Collected data entries
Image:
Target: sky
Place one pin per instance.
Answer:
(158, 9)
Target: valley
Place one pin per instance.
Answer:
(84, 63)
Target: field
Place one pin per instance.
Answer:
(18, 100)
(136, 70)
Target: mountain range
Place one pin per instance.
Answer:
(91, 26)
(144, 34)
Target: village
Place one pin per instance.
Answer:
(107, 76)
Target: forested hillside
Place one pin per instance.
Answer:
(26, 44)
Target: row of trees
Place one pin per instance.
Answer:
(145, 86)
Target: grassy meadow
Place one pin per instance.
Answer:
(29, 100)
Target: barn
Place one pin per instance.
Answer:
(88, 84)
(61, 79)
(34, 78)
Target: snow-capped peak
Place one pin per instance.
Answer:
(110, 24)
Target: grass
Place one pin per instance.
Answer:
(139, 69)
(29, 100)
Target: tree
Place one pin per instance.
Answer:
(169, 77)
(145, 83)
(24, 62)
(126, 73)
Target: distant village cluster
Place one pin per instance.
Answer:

_EXERCISE:_ Each record above should be output again exactly.

_REPLY:_
Image:
Target: sky
Place one pin per instance.
Answer:
(158, 9)
Target: valley
Place one pin per instance.
Answer:
(84, 63)
Target: field
Place one pin per instance.
Answer:
(18, 100)
(136, 70)
Target: mountain range
Place one pin per instance.
Answer:
(91, 26)
(144, 34)
Target: village
Place one pin per instance.
Answer:
(107, 76)
Target: forested hillside
Place one pin per instance.
Answer:
(26, 44)
Target: row of trees
Place one pin per instance.
Answer:
(145, 86)
Target: grassy meadow
Place one pin per instance.
Answer:
(29, 100)
Target: barn
Place one pin per instance.
Answer:
(88, 84)
(61, 79)
(34, 78)
Target: snow-capped peak
Place one pin per instance.
Answer:
(110, 24)
Target: grass
Place one pin per instance.
Answer:
(139, 69)
(29, 100)
Target: tree
Place one pin per instance.
Answer:
(169, 77)
(145, 83)
(24, 62)
(126, 73)
Target: distant village cluster
Place one pin per instance.
Answer:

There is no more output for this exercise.